> [Task item A]
Please rewrite the paragraph of the airway study text that begins "Methods: We studied 35 patients" as a short list that keeps its main facts.
> [Task item B]
Transcribe the airway study text word for word, starting with "Objective: This prospective" and going on through "were continuously recorded.".

Objective: This prospective study was performed to compare the effect of the laryngeal mask airway (LMA) with a tracheal tube (TT) on intra-ocular pressure (IOP), heart rate and mean blood pressure during general anaesthesia for cataract surgery.

Methods:  We studied 35 patients (ASA I & II according to American society of anaesthesia) who were operated under general anaesthesia for cataract surgery.  Patients were divided randomly into 2 groups, the first received standardized general anaesthesia with LMA (19 patients) and the second group with TT (16 patients). The IOP was measured at 30 sec and 3 min post-intubation or LMA application.   It was also measured at 1 minute and 5 minutes after extubation or LMA removal. Mean blood pressure and heart rate were continuously recorded.

Results: The intra-ocular pressure remained  significantly lower than the baseline value in the LMA group at all time after insertion. In the TT group intra-ocular pressure increased significantly 30 seconds after intubation and 1 minute after extubation. Mean arterial pressure and heart rate after insertion and removal of the airway management devices were significantly higher than baseline value in the TT group, while during the same periods no significant change was observed in LMA group.

Conclusion:  General anaesthesia using LMA is an acceptable technique for intra-ocular surgery  as it provides cardiovascular and intra-ocular pressure stability.

Bahrain Med Bull 2000;22(4):160-63.

For most intraocular surgery,  tracheal intubation is performed during general anaesthesia to secure a clear airway and to facilitate ventilation of the lung for control of PaCO21.  However, intubation is associated with tachycardia , hypertension2 and increase in intra-ocular pressure (IOP)3.  Moreover extubation and early post-extubation period is associated with coughing with the risk of wound dehiscence and iris prolapse1.  More anaesthetists now use the Brains laryngeal mask airway (LMA) instead of tracheal tube (TT) during general anaesthesia.  LMA has been shown to be an effective means of securing a clear airway in appropriate4,5 patients for elective surgery6,7.

The insertion technique of LMA seems to be less stimulating than tracheal intubation8,9.  Therefore there is less likelihood of a pressor response during LMA insertion than with tracheal intubation and as a consequence the increase in intra-ocular pressure may be diminished.  Similarly at the end of anaesthesia, removal of LMA seems to be with fewer sequelae than extubation of tracheal tube10.

> [Data for analysis]
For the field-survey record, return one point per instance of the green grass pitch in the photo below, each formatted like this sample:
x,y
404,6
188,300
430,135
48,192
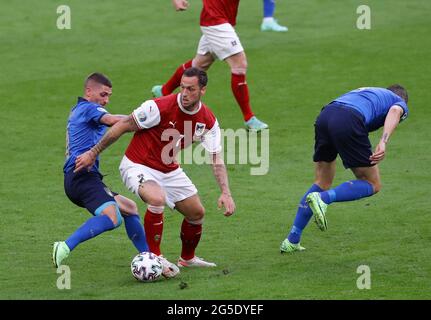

> [Final answer A]
- 35 patients (ASA I & II) had general anaesthesia for cataract surgery.
- They were randomly split into two groups: LMA (19 patients) and TT (16 patients).
- IOP was measured 30 seconds and 3 minutes after intubation or LMA application.
- It was measured again 1 minute and 5 minutes after extubation or LMA removal.
- Mean blood pressure and heart rate were recorded continuously.

> [Final answer B]
Objective: This prospective study was performed to compare the effect of the laryngeal mask airway (LMA) with a tracheal tube (TT) on intra-ocular pressure (IOP), heart rate and mean blood pressure during general anaesthesia for cataract surgery.

Methods:  We studied 35 patients (ASA I & II according to American society of anaesthesia) who were operated under general anaesthesia for cataract surgery.  Patients were divided randomly into 2 groups, the first received standardized general anaesthesia with LMA (19 patients) and the second group with TT (16 patients). The IOP was measured at 30 sec and 3 min post-intubation or LMA application.   It was also measured at 1 minute and 5 minutes after extubation or LMA removal. Mean blood pressure and heart rate were continuously recorded.